Records of labeled points
═══

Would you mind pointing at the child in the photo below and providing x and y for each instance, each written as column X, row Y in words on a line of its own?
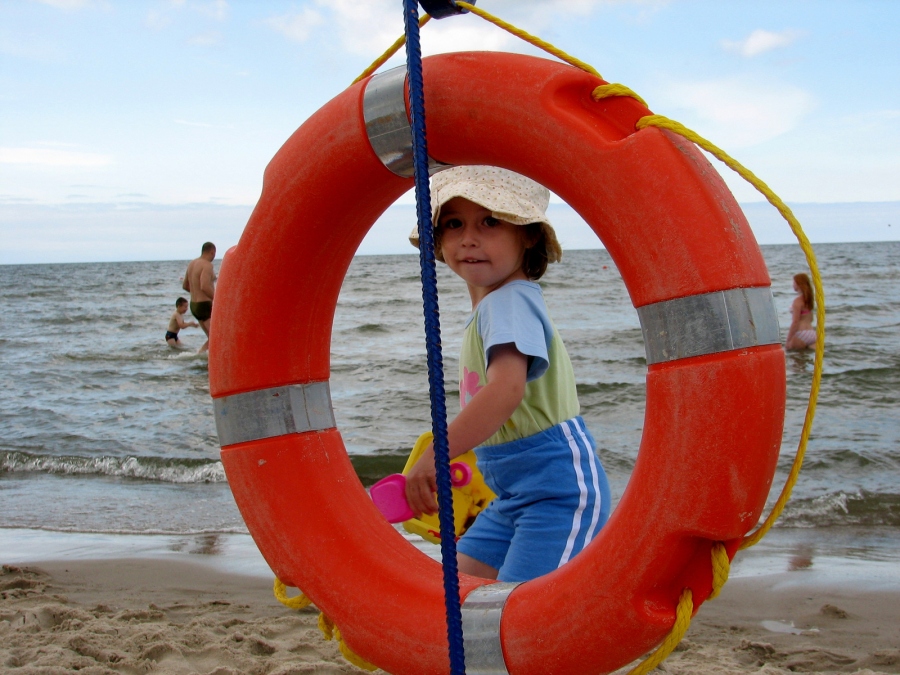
column 801, row 334
column 177, row 322
column 519, row 408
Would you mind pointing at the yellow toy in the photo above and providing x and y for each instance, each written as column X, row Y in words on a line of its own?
column 468, row 500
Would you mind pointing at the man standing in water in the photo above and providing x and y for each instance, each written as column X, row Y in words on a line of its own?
column 200, row 282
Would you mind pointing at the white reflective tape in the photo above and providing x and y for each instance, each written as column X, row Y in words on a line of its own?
column 710, row 323
column 265, row 413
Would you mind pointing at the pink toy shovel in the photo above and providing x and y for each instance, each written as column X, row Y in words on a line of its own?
column 389, row 494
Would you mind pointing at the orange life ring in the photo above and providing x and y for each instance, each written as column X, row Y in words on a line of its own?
column 715, row 380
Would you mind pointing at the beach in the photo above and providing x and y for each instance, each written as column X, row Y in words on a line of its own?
column 784, row 612
column 124, row 551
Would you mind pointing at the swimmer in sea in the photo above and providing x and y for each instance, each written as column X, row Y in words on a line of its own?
column 801, row 334
column 177, row 322
column 200, row 282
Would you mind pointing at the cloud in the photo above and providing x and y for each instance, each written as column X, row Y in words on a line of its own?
column 735, row 113
column 45, row 157
column 203, row 125
column 369, row 28
column 207, row 39
column 760, row 41
column 68, row 5
column 296, row 26
column 217, row 9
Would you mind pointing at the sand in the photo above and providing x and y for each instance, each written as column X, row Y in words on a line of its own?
column 171, row 617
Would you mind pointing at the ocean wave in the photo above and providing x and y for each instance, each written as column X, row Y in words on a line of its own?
column 165, row 470
column 202, row 532
column 843, row 508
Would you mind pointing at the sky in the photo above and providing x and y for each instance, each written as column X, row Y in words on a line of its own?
column 137, row 130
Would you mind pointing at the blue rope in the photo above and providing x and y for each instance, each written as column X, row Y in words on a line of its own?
column 433, row 338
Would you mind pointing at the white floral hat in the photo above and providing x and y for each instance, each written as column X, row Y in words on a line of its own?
column 507, row 195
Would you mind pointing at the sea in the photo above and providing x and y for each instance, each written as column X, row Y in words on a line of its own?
column 108, row 444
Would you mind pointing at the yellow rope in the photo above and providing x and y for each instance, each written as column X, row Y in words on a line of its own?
column 331, row 631
column 610, row 90
column 393, row 49
column 297, row 602
column 787, row 214
column 682, row 621
column 529, row 38
column 721, row 567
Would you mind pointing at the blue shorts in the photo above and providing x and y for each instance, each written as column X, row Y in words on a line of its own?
column 552, row 499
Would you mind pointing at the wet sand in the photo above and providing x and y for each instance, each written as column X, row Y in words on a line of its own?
column 151, row 615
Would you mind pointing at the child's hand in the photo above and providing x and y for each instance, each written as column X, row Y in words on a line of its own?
column 421, row 484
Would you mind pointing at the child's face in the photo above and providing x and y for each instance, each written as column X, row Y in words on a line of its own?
column 486, row 252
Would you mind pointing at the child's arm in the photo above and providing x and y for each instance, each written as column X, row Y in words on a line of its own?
column 179, row 319
column 479, row 420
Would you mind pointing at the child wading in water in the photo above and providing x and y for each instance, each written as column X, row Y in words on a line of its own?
column 519, row 408
column 177, row 322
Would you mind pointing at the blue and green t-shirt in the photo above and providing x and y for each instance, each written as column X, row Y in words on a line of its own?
column 516, row 313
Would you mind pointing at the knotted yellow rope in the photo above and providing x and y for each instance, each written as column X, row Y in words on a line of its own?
column 297, row 602
column 682, row 622
column 331, row 631
column 326, row 625
column 610, row 90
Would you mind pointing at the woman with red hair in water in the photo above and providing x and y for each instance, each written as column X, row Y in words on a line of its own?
column 801, row 334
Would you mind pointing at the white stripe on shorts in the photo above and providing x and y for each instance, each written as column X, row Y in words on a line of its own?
column 595, row 481
column 582, row 498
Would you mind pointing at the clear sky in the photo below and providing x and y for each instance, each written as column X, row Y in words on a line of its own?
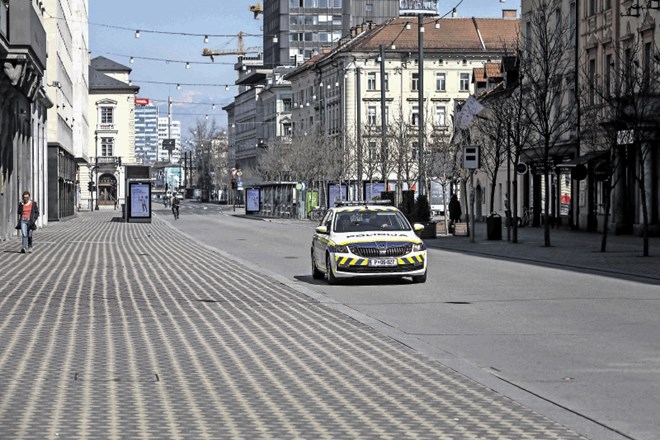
column 161, row 52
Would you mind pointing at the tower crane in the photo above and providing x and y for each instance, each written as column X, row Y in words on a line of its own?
column 240, row 49
column 257, row 10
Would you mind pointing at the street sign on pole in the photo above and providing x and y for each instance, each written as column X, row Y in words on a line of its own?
column 169, row 144
column 471, row 157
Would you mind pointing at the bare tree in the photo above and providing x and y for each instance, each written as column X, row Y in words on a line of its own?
column 623, row 106
column 547, row 62
column 491, row 134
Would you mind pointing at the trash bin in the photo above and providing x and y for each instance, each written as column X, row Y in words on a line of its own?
column 494, row 226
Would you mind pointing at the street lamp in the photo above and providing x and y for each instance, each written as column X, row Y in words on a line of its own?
column 421, row 10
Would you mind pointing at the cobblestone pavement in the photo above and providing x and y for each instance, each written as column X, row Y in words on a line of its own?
column 104, row 335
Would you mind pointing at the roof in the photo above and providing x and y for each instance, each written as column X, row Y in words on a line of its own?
column 453, row 34
column 99, row 82
column 462, row 36
column 490, row 70
column 103, row 64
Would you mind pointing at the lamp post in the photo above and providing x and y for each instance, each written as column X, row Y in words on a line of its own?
column 420, row 101
column 421, row 10
column 96, row 169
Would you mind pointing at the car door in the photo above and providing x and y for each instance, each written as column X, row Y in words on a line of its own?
column 321, row 240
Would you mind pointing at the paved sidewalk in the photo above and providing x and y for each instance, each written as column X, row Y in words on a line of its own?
column 569, row 249
column 125, row 330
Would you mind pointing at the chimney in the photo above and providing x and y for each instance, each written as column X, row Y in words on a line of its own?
column 509, row 13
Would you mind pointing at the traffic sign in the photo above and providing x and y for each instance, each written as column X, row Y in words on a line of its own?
column 521, row 168
column 169, row 144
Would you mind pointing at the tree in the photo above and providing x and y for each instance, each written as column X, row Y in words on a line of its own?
column 550, row 110
column 204, row 134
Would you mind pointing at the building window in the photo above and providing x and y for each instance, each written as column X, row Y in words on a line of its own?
column 440, row 82
column 371, row 115
column 464, row 85
column 572, row 23
column 414, row 117
column 592, row 7
column 107, row 115
column 371, row 81
column 646, row 66
column 441, row 115
column 414, row 150
column 607, row 80
column 592, row 78
column 106, row 147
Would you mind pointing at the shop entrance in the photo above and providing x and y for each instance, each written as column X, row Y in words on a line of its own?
column 107, row 189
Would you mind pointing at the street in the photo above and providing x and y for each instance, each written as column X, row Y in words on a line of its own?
column 211, row 326
column 583, row 342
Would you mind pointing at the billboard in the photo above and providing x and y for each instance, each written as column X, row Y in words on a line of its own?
column 417, row 7
column 252, row 200
column 139, row 204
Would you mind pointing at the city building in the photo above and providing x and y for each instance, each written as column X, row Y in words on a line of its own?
column 23, row 110
column 146, row 131
column 112, row 137
column 364, row 95
column 294, row 30
column 605, row 168
column 68, row 125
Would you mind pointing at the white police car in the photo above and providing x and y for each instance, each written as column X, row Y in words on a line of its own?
column 355, row 239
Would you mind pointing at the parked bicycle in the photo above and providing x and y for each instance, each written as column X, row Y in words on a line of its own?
column 317, row 214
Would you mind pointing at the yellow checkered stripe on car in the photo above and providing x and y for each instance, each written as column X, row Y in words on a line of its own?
column 351, row 261
column 357, row 261
column 410, row 260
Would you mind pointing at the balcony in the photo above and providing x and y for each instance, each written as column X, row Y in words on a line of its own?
column 108, row 160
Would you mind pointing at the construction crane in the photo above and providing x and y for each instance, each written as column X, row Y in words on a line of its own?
column 256, row 10
column 240, row 49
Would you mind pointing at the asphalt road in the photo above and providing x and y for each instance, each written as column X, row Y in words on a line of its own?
column 579, row 348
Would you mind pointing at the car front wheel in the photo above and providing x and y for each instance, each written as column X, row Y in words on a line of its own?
column 419, row 279
column 316, row 273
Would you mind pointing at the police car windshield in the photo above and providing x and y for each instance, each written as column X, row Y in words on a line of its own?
column 370, row 220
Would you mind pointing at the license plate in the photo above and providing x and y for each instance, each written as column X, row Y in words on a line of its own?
column 382, row 262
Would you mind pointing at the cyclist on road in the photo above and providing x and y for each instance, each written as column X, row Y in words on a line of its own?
column 175, row 207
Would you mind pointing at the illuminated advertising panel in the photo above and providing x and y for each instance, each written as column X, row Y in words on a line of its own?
column 417, row 7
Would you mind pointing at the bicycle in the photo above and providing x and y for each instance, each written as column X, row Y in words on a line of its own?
column 317, row 214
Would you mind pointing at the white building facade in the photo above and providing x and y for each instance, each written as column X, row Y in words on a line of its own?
column 112, row 132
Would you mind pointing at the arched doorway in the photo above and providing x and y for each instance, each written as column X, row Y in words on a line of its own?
column 107, row 189
column 478, row 202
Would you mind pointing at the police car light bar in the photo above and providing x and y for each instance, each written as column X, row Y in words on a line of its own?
column 340, row 203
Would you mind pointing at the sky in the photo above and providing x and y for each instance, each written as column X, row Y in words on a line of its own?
column 172, row 34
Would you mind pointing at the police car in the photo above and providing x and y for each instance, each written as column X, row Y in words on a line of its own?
column 358, row 239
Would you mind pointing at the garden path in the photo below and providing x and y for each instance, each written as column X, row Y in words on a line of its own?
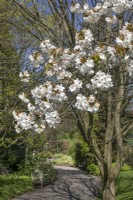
column 72, row 184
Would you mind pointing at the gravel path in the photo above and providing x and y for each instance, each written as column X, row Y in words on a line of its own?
column 72, row 184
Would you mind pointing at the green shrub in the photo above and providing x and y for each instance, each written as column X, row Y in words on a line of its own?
column 126, row 167
column 82, row 155
column 93, row 169
column 62, row 159
column 12, row 185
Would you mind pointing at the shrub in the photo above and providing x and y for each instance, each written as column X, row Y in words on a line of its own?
column 126, row 167
column 93, row 169
column 62, row 159
column 82, row 155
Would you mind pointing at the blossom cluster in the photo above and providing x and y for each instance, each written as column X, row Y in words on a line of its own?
column 76, row 75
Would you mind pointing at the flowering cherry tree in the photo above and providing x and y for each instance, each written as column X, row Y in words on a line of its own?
column 94, row 77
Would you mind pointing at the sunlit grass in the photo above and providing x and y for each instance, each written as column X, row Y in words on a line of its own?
column 13, row 185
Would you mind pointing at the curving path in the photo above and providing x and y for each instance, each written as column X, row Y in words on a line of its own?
column 72, row 184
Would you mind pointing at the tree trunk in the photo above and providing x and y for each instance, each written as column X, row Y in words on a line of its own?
column 109, row 191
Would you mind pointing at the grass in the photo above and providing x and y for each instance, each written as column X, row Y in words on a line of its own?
column 124, row 186
column 13, row 185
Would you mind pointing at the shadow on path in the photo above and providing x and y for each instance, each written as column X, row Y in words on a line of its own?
column 72, row 184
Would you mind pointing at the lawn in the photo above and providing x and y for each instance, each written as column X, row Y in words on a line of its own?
column 13, row 185
column 124, row 185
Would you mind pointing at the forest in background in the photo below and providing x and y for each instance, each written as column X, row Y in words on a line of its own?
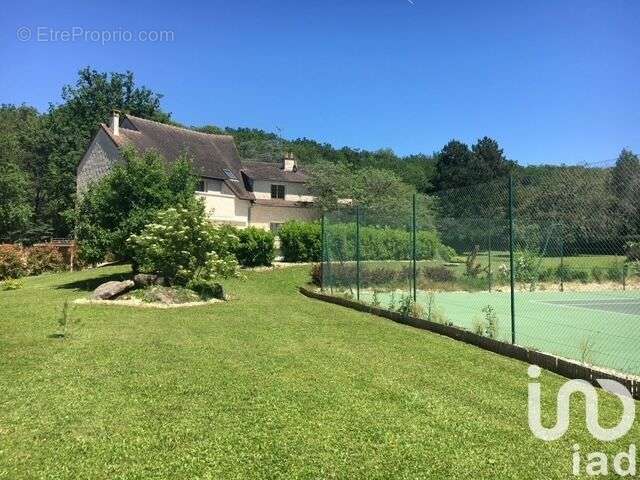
column 40, row 151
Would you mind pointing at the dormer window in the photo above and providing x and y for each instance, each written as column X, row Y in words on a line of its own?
column 277, row 191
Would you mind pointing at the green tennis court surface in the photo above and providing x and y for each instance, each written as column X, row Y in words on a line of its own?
column 602, row 328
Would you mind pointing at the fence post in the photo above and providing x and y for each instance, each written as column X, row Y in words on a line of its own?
column 413, row 256
column 561, row 258
column 511, row 262
column 489, row 272
column 323, row 266
column 358, row 253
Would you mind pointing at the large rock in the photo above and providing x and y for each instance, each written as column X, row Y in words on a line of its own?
column 111, row 289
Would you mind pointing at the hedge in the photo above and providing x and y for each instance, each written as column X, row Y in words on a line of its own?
column 300, row 241
column 383, row 244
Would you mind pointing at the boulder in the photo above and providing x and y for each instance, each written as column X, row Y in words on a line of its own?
column 109, row 290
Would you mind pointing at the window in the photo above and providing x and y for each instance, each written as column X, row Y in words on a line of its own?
column 275, row 227
column 230, row 174
column 277, row 191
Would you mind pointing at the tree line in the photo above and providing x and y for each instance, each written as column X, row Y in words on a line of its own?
column 40, row 151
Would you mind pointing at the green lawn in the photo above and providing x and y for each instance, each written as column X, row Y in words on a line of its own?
column 269, row 385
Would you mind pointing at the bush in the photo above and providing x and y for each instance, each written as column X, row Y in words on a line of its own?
column 439, row 273
column 44, row 258
column 206, row 289
column 300, row 241
column 11, row 284
column 255, row 248
column 316, row 274
column 632, row 250
column 615, row 272
column 383, row 243
column 183, row 245
column 570, row 274
column 344, row 275
column 598, row 274
column 13, row 262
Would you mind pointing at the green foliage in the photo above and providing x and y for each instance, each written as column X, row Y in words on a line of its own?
column 44, row 258
column 382, row 243
column 408, row 308
column 128, row 198
column 527, row 267
column 438, row 273
column 167, row 295
column 487, row 325
column 255, row 248
column 182, row 245
column 13, row 262
column 206, row 289
column 300, row 241
column 380, row 191
column 458, row 166
column 632, row 251
column 11, row 284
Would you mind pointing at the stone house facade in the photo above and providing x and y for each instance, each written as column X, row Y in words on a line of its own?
column 235, row 191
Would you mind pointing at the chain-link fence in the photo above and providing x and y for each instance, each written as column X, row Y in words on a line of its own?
column 547, row 258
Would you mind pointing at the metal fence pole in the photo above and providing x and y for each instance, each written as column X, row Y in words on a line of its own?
column 561, row 259
column 358, row 253
column 414, row 249
column 489, row 271
column 511, row 262
column 323, row 256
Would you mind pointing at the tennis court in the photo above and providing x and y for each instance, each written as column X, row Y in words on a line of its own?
column 602, row 328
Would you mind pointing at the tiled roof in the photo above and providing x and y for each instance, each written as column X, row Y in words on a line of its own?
column 278, row 202
column 211, row 154
column 272, row 171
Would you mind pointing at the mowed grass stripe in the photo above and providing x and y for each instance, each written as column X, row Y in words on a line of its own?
column 269, row 385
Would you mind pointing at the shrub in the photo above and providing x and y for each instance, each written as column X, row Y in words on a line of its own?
column 527, row 267
column 11, row 284
column 182, row 245
column 383, row 243
column 570, row 274
column 439, row 273
column 128, row 198
column 13, row 262
column 632, row 250
column 598, row 274
column 316, row 274
column 300, row 241
column 44, row 258
column 206, row 289
column 615, row 272
column 255, row 247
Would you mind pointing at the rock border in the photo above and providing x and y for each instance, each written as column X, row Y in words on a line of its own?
column 141, row 304
column 562, row 366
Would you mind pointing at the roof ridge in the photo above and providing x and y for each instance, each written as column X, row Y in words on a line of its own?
column 178, row 128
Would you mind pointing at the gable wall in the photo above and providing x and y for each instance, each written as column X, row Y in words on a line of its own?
column 100, row 157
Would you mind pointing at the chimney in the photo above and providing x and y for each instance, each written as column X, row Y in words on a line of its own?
column 289, row 162
column 115, row 122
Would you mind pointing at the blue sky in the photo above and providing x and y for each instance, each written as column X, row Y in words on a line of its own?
column 552, row 81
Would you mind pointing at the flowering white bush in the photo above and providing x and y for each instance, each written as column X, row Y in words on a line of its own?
column 182, row 245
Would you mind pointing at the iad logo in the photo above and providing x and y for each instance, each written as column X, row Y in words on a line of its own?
column 624, row 463
column 591, row 399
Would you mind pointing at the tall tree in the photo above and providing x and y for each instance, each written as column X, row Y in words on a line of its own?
column 72, row 124
column 625, row 186
column 453, row 166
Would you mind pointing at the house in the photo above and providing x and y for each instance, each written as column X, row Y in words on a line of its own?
column 235, row 191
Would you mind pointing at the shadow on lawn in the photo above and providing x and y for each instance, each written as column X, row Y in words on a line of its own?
column 91, row 284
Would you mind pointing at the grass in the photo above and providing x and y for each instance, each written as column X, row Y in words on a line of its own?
column 269, row 385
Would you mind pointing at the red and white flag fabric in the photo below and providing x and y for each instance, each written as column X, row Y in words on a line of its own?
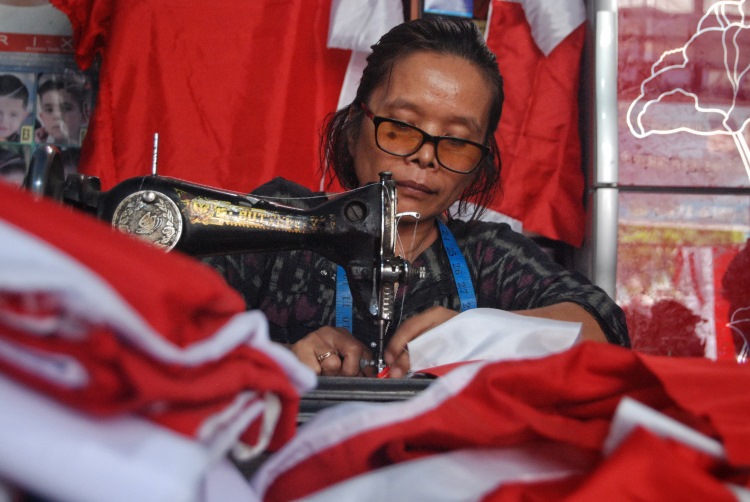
column 109, row 325
column 539, row 429
column 237, row 91
column 539, row 47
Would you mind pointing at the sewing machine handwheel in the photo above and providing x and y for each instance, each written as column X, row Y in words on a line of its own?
column 46, row 175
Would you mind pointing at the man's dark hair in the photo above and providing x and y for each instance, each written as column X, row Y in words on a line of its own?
column 448, row 36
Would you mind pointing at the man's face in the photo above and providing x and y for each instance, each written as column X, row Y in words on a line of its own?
column 443, row 96
column 12, row 115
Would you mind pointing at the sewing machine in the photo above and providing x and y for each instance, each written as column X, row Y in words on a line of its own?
column 356, row 229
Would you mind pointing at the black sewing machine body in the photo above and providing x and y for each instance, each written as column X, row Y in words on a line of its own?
column 356, row 229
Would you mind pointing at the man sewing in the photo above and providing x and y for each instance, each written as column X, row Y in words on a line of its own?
column 426, row 110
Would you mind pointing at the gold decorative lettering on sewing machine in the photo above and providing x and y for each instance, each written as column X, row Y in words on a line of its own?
column 199, row 210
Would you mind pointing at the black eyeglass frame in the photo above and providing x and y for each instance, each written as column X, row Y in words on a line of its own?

═══

**Task to carry out:** Please render the stretch of the records from the line that contains "Would you mind pointing at the cyclist" through the line that contains "column 175, row 207" as a JSON list of strings, one string per line, leaving out blank lines.

**Task output:**
[
  "Would you mind pointing at the cyclist on road in the photo above and providing x and y for each instance, each written as column X, row Y in words on a line of its own?",
  "column 175, row 207"
]